Copy the listing below line for line, leaving out the picture.

......

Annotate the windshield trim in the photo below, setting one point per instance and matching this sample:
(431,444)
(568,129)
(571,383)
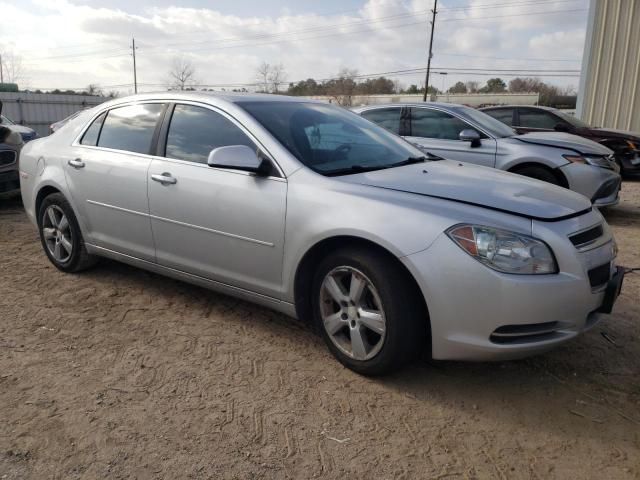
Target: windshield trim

......

In response:
Annotate the windshield trim in the photo below, setting one point per instance and matching this sample:
(431,444)
(568,129)
(571,383)
Target: windshield trim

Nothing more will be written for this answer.